**Given records**

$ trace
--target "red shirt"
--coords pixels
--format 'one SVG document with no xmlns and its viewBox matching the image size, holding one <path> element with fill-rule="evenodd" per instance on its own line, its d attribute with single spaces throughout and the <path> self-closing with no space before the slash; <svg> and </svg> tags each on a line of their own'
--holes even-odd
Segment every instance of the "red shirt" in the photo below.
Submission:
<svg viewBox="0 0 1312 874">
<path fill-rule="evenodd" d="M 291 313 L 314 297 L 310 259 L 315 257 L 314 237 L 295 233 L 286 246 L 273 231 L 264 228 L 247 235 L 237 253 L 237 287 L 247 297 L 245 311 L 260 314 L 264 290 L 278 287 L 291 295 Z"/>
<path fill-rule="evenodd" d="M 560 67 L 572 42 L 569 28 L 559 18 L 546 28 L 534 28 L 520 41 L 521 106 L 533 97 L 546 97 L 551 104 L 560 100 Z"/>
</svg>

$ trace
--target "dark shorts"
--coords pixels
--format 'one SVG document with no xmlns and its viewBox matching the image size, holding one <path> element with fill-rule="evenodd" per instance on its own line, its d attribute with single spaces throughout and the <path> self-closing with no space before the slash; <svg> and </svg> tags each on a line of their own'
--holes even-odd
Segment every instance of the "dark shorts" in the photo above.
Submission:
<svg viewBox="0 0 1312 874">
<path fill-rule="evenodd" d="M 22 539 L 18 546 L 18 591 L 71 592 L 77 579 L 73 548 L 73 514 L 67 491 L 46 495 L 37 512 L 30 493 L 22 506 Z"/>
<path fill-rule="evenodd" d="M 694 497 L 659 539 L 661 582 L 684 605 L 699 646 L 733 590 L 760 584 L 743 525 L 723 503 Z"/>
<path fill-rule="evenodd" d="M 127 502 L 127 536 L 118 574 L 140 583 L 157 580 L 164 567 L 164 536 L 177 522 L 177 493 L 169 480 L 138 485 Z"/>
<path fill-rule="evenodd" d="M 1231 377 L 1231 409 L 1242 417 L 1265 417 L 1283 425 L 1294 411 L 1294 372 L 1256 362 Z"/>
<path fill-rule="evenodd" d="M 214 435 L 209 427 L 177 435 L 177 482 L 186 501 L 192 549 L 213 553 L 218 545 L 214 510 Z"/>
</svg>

**Exercise description**
Rename "Submission" to "Answer" throughout all the records above, and leave every other part of the lines unchanged.

**Solution to the problem**
$ trace
--target "red shirt"
--coords pixels
--format 'one SVG document with no xmlns and its viewBox matching the image size, holding one <path> element with fill-rule="evenodd" per instance on its own line, its d attribute with single spaces throughout and the <path> self-closing with no space before the slash; <svg> and </svg> tags each on a line of their own'
--holes even-odd
Segment every instance of the "red shirt" in the photo below.
Answer:
<svg viewBox="0 0 1312 874">
<path fill-rule="evenodd" d="M 291 313 L 314 297 L 310 259 L 315 257 L 314 237 L 295 233 L 286 246 L 273 231 L 264 228 L 247 235 L 237 253 L 237 287 L 247 297 L 245 311 L 260 314 L 264 290 L 278 287 L 291 295 Z"/>
<path fill-rule="evenodd" d="M 560 67 L 572 42 L 569 28 L 559 18 L 546 28 L 534 28 L 520 41 L 521 106 L 533 97 L 546 97 L 551 104 L 560 100 Z"/>
</svg>

$ trace
--target "dark shorts"
--coords pixels
--format 'one SVG document with no xmlns and its viewBox matching the image size, holding one <path> element with fill-rule="evenodd" per instance on its own line, its d attribute with single spaces throughout and the <path> self-closing with no space before the slash; <svg> and </svg> tags each on a line of their own'
--holes even-odd
Segment every instance of the "dark shorts" in the photo above.
Answer:
<svg viewBox="0 0 1312 874">
<path fill-rule="evenodd" d="M 22 539 L 18 546 L 18 591 L 71 592 L 77 579 L 73 548 L 73 514 L 67 491 L 46 495 L 37 512 L 30 493 L 22 506 Z"/>
<path fill-rule="evenodd" d="M 694 497 L 659 539 L 661 582 L 684 605 L 699 646 L 733 590 L 760 584 L 743 525 L 723 503 Z"/>
<path fill-rule="evenodd" d="M 127 502 L 127 536 L 118 574 L 140 583 L 157 580 L 164 567 L 164 536 L 177 522 L 177 493 L 169 480 L 138 485 Z"/>
<path fill-rule="evenodd" d="M 1231 377 L 1231 409 L 1242 417 L 1265 417 L 1283 425 L 1294 411 L 1294 372 L 1256 362 Z"/>
<path fill-rule="evenodd" d="M 214 435 L 209 427 L 177 435 L 177 482 L 186 501 L 192 549 L 213 553 L 218 545 L 214 510 Z"/>
</svg>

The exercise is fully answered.